Region pointing data:
-------

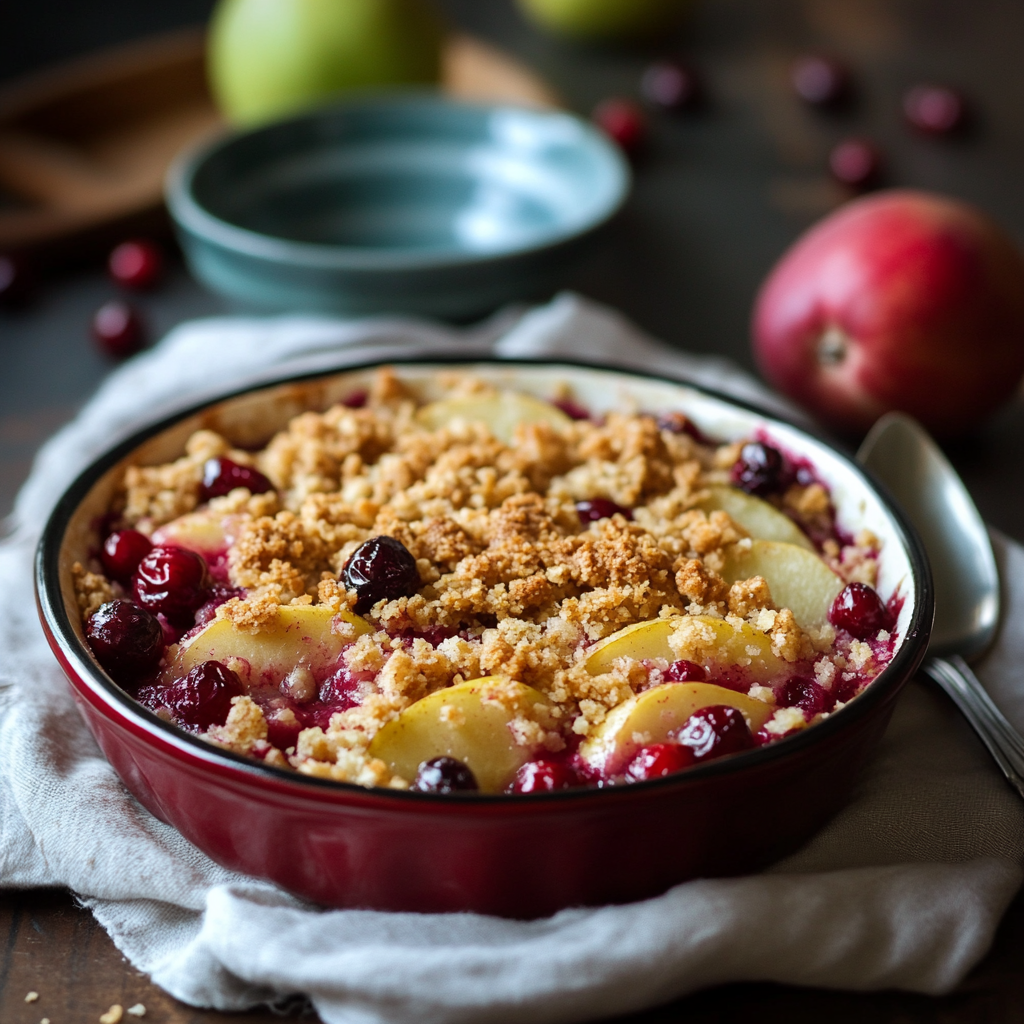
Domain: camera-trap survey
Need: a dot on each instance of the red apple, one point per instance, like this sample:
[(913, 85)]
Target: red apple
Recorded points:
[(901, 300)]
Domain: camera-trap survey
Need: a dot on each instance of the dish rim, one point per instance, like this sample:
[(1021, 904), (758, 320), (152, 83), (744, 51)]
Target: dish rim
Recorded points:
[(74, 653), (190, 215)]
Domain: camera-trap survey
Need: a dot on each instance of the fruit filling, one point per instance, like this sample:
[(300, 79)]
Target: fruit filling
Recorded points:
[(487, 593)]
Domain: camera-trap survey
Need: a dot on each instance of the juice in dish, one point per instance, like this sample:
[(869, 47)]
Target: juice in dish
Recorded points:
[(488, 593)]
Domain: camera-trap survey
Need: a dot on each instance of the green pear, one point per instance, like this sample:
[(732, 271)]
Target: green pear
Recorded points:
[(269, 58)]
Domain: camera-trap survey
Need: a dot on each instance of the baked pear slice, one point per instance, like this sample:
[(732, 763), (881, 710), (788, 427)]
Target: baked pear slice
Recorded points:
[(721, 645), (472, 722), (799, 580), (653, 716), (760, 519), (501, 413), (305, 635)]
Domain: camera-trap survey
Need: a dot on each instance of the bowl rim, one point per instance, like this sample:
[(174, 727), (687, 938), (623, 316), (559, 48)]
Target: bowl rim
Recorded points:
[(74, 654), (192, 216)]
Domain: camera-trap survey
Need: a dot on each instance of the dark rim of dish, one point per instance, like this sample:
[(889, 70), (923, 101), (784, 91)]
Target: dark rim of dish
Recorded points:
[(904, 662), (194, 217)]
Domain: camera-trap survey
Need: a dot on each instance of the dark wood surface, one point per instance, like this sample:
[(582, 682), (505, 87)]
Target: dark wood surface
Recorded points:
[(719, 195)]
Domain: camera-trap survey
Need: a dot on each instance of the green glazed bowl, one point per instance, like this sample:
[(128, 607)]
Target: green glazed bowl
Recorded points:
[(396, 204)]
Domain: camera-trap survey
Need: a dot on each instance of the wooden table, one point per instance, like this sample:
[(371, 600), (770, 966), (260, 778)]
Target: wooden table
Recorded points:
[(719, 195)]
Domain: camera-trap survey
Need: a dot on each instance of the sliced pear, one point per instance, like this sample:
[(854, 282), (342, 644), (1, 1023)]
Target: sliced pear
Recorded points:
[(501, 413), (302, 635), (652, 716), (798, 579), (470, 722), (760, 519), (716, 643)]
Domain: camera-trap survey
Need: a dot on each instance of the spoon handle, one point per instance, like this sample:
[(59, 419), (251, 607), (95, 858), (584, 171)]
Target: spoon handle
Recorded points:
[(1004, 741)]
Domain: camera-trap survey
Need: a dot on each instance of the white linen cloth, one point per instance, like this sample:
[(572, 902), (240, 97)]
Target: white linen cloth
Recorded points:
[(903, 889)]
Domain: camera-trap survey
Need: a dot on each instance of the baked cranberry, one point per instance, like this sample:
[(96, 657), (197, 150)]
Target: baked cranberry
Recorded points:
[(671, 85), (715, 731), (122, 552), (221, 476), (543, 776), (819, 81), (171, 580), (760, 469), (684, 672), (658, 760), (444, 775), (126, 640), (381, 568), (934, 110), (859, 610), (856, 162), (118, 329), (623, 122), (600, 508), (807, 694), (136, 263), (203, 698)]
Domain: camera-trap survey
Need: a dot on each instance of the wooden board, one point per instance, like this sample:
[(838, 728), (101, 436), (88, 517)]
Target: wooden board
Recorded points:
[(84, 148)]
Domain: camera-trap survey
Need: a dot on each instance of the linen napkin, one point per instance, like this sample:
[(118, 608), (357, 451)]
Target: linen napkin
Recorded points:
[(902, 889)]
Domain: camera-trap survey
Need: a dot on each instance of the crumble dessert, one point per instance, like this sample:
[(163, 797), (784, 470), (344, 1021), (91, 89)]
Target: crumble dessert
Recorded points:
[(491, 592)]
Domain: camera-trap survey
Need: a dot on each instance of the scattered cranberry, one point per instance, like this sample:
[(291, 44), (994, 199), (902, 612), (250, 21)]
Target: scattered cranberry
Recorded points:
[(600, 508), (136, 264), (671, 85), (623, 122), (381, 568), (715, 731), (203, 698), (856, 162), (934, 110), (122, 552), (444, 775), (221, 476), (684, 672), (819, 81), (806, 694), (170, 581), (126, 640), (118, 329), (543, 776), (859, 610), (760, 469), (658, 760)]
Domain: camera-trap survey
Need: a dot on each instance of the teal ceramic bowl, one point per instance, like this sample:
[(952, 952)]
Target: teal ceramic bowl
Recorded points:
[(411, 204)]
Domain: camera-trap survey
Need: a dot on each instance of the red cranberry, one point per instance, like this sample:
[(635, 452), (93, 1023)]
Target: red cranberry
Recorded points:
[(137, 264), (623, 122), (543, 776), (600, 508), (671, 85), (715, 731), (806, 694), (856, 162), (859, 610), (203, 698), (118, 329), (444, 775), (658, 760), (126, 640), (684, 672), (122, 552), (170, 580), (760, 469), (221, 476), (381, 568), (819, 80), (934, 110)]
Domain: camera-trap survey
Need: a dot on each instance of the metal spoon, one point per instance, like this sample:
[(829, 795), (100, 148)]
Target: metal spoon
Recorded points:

-------

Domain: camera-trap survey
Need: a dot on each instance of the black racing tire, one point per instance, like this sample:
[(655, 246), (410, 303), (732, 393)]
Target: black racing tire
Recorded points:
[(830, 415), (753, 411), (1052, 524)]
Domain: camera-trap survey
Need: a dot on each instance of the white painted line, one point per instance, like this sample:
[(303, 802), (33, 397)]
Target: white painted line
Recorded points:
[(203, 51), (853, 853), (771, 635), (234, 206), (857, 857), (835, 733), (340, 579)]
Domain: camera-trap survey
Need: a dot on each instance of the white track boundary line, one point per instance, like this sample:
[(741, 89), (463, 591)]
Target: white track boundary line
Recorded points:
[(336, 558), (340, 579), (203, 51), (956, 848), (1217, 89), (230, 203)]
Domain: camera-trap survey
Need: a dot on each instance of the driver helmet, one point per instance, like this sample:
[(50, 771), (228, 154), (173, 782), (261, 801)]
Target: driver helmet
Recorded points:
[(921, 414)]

-------

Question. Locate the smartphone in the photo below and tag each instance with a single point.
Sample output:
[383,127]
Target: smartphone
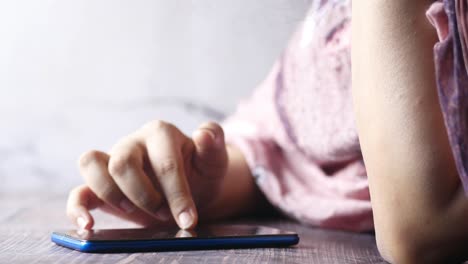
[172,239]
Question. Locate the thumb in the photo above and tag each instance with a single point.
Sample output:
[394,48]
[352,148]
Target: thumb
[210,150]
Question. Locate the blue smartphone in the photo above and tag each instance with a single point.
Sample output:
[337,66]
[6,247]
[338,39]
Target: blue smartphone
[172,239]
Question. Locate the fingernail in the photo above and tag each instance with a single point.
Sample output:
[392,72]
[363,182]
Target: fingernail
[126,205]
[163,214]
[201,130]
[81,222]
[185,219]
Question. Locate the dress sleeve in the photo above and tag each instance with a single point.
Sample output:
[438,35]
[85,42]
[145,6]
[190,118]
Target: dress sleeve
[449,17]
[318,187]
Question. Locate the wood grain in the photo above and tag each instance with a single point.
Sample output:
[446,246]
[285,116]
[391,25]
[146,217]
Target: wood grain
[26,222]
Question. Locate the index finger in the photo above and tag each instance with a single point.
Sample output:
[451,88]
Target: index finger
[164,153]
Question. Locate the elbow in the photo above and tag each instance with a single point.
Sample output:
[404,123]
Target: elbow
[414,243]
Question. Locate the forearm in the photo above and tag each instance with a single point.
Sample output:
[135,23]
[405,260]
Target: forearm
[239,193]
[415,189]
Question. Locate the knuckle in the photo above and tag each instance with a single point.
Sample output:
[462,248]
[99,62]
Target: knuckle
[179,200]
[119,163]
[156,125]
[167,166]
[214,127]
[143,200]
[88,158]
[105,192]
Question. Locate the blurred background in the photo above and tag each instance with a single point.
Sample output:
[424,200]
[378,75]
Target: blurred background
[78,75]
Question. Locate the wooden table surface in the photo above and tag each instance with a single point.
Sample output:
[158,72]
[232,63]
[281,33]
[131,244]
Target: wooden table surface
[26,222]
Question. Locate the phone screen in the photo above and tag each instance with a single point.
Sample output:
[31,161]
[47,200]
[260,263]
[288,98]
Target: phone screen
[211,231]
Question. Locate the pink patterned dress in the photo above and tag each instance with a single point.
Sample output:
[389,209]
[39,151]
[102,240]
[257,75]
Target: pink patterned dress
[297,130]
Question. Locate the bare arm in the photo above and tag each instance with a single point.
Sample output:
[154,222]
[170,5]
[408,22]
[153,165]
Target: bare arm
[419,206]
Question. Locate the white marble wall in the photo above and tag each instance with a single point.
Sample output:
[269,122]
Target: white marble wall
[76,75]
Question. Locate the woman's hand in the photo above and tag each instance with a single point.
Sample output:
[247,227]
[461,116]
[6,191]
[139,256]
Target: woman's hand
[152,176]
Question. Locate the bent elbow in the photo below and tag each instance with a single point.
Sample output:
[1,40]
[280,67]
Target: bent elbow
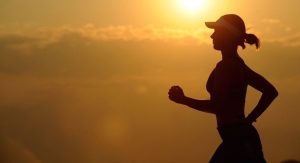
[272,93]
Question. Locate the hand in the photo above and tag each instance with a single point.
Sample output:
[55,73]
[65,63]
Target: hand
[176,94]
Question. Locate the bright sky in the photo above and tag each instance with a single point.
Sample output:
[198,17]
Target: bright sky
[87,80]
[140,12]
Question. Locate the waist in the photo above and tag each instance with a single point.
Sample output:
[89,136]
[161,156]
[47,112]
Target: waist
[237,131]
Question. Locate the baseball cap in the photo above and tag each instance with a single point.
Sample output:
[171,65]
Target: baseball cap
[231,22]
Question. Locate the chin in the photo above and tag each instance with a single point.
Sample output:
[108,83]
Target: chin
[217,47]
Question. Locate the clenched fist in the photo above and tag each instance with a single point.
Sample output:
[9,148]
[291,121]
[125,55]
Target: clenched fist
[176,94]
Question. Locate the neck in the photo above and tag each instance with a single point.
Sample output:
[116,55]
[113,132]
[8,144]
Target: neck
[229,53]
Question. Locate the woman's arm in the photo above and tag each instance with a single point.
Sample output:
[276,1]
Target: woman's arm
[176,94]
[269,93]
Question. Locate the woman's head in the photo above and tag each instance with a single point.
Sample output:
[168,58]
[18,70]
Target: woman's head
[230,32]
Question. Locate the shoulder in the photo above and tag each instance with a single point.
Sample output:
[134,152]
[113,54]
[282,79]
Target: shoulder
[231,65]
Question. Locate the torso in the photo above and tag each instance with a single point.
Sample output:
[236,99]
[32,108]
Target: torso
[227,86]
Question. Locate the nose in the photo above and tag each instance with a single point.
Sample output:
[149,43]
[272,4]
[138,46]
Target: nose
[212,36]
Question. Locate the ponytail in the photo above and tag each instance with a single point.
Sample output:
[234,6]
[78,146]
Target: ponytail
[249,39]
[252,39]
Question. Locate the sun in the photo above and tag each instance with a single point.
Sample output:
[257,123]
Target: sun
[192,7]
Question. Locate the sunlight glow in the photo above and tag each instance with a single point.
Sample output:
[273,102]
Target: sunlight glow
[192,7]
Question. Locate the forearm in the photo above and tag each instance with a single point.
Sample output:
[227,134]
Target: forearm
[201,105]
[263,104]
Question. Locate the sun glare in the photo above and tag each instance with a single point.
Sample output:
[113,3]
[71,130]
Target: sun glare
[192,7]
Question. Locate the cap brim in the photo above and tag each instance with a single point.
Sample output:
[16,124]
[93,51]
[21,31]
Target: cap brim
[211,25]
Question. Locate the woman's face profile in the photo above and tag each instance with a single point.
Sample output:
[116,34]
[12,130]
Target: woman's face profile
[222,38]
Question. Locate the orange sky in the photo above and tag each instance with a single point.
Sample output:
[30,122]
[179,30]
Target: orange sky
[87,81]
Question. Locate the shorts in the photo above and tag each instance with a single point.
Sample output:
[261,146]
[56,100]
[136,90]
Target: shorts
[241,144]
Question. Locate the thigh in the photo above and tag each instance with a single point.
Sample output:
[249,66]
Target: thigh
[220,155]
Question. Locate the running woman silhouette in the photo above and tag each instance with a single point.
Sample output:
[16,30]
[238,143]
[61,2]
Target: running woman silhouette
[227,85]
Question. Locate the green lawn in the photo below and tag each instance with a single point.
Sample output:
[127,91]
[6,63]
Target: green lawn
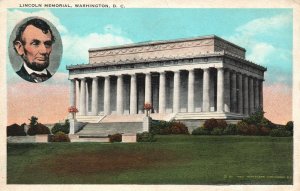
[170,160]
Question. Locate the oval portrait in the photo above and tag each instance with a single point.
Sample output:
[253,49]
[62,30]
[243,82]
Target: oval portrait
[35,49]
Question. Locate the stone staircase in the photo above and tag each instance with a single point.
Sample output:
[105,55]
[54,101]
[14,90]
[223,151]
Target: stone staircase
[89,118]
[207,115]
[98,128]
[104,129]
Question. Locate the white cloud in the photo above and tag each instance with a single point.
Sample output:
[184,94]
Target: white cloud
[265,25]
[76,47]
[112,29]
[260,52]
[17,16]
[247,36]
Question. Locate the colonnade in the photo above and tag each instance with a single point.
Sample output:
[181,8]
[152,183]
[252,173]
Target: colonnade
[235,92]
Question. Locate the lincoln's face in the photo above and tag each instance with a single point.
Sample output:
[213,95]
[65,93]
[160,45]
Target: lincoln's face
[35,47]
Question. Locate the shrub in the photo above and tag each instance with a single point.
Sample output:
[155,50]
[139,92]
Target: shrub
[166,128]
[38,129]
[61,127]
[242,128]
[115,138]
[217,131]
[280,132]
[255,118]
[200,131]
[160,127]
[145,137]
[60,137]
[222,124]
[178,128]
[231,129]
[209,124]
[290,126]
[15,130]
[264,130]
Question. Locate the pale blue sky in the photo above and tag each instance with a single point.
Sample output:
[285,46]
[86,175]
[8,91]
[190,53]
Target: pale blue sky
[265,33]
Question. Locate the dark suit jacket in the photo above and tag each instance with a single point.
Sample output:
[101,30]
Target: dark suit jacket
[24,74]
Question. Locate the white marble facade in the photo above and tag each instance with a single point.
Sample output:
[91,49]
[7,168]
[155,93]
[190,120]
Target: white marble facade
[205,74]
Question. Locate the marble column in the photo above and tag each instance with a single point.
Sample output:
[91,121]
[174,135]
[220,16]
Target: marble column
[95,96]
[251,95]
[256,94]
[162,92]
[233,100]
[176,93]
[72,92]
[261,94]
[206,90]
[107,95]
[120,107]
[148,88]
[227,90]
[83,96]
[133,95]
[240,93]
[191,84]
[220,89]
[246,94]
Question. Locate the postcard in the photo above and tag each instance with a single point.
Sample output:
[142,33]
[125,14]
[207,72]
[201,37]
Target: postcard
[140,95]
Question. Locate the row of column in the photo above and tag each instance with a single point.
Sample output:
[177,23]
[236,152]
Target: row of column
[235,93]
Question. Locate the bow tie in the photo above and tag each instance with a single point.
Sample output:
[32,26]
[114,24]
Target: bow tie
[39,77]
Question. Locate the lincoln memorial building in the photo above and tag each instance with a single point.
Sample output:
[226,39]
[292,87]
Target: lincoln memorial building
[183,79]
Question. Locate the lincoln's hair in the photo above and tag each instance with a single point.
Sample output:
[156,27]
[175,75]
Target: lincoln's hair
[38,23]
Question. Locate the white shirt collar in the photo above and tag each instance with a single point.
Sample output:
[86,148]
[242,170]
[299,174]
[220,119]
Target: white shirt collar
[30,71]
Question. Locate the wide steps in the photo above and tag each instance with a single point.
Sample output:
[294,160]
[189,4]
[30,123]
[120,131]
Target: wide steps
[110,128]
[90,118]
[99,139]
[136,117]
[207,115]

-------

Gather every line from the entries above where the word "cranberry" appears, and copy them.

◆ **EXPECTED OUTPUT**:
Need: a dot on each instance of the baked cranberry, one point per instance, like this sample:
Target: baked cranberry
Need: a dot on each instance of the scattered cranberry, one point per instance, like this sample:
Target: scattered cranberry
Need: a dot on each instance of the red cranberry, one point per instance, like this sample:
Target: red cranberry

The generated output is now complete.